* Exercise material
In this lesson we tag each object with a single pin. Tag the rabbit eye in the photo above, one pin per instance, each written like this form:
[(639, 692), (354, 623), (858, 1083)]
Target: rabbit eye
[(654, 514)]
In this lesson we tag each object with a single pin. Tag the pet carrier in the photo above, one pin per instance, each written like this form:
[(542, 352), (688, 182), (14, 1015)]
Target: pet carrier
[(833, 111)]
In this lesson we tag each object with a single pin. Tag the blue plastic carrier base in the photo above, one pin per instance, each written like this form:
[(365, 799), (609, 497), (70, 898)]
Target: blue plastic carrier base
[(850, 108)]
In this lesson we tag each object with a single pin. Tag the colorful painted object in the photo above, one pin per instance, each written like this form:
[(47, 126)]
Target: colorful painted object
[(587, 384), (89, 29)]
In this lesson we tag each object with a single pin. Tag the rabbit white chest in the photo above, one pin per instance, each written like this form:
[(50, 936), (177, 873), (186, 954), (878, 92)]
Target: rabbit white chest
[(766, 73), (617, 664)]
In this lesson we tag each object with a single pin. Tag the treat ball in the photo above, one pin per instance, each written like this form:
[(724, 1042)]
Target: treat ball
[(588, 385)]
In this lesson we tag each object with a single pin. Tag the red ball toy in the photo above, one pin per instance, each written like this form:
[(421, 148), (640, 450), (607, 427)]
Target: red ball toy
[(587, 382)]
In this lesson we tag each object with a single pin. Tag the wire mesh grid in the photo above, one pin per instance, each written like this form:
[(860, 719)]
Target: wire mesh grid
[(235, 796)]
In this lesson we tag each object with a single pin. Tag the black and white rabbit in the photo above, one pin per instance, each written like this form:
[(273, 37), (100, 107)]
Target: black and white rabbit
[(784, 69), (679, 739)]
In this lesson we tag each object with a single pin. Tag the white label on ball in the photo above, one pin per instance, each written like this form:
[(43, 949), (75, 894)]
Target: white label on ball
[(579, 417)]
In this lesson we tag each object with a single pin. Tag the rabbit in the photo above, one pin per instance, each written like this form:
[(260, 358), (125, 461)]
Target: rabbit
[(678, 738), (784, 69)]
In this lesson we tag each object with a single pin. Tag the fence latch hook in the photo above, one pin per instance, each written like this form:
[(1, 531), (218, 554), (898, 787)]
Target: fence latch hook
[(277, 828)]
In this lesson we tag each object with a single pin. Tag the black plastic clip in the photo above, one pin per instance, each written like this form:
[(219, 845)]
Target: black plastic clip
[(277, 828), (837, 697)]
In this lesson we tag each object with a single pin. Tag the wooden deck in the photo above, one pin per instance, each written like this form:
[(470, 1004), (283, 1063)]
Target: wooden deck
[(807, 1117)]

==

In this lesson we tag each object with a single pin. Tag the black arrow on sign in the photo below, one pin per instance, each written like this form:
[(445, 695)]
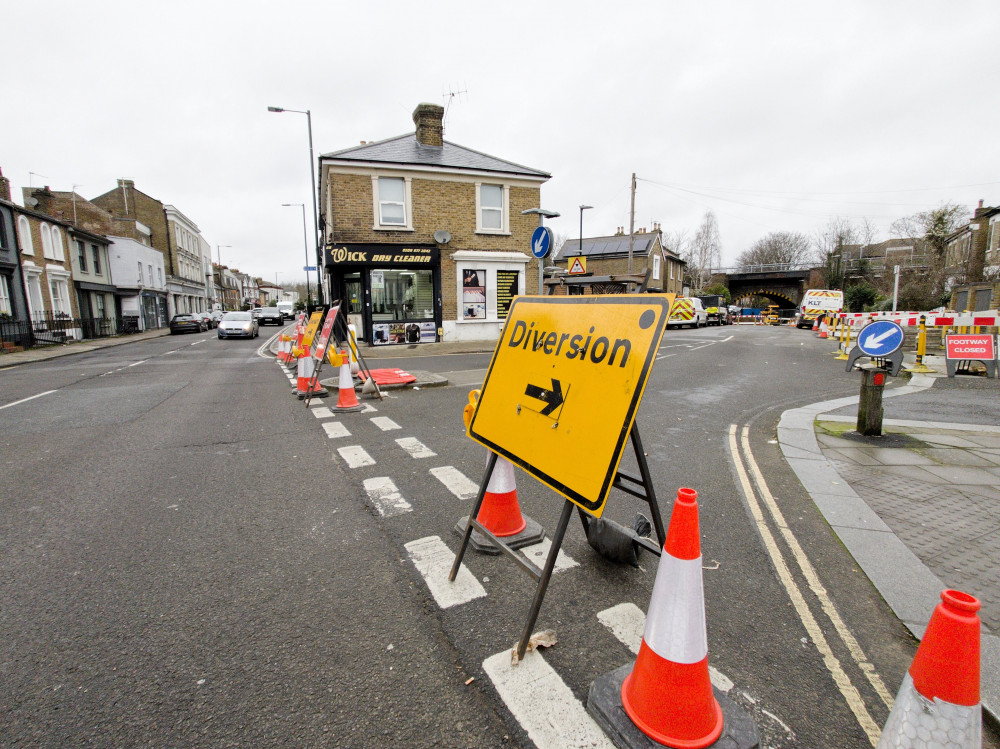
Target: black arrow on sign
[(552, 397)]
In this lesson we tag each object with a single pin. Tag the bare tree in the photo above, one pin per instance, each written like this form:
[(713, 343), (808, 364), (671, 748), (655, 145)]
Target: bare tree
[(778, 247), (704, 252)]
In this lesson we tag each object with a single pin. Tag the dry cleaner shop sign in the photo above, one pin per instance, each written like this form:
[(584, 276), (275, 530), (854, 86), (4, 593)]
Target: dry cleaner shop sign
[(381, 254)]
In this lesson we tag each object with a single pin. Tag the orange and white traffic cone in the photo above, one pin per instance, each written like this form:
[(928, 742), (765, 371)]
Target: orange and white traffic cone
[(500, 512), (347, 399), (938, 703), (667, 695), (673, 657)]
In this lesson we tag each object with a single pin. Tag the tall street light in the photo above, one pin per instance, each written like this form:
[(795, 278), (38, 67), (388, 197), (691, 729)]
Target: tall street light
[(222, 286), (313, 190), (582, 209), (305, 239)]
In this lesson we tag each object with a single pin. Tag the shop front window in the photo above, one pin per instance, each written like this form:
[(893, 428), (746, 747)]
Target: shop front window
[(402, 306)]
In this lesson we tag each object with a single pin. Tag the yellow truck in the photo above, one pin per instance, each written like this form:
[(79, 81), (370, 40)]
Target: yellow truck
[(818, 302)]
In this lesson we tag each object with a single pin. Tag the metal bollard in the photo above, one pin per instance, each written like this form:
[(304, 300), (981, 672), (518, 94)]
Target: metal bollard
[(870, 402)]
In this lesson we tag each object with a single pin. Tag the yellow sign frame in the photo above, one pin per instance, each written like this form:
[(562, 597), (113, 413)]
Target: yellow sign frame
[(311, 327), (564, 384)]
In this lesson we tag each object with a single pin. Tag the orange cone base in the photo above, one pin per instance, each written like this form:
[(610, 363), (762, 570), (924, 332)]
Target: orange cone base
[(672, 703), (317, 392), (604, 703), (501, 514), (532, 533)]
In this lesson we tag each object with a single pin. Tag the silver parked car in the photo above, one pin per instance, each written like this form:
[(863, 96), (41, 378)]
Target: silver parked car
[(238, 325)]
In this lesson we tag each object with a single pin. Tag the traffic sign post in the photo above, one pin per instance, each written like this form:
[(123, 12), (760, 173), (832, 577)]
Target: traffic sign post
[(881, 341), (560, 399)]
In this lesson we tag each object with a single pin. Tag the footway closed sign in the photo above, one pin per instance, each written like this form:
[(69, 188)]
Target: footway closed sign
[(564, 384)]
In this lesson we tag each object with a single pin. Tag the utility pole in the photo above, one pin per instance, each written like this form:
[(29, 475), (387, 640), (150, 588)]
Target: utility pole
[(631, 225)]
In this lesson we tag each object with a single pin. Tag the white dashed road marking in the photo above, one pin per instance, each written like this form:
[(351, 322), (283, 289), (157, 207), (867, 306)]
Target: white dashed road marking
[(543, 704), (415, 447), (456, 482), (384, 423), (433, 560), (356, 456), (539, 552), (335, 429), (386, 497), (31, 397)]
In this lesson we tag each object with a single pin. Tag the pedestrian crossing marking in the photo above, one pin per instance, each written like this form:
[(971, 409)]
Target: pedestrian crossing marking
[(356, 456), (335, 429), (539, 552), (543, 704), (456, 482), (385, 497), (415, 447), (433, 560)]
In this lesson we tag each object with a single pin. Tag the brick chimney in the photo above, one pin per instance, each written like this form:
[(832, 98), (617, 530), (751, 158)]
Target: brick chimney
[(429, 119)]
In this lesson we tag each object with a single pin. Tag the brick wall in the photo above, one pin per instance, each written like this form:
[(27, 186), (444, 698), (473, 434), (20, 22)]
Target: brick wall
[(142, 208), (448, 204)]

* Activity
Look above for the line with "Tag the footway" and the line with "[(971, 409)]". Write out those two lines and all the lines between them, exactly, and no others.

* Task solution
In this lesson we tag each object with a single pin. Tag the footway closed sign in the photo above, one pin per instance, each written like this form:
[(69, 188)]
Target: footway closed sign
[(564, 384)]
In this lesson we tag each object with a single pin. Tag the utility pole in the photo above, one pin per instance, each written like this form:
[(29, 475), (387, 640), (150, 588)]
Target: utility pole
[(631, 225)]
In this lesson we tag each object with a single pin. Tag the white dashed road marking in the photo above, one pin per instance, each written like this form:
[(351, 322), (283, 289), (157, 207), (867, 306)]
Target: white dashed road marking
[(543, 704), (415, 447), (456, 482), (384, 423), (433, 560), (356, 456), (539, 552), (335, 429), (386, 497), (31, 397)]
In this lesson we tag each object with a single pin. Tag the pedestrian crossing marking in the photo above, one pin per instance, each written like this form:
[(971, 409)]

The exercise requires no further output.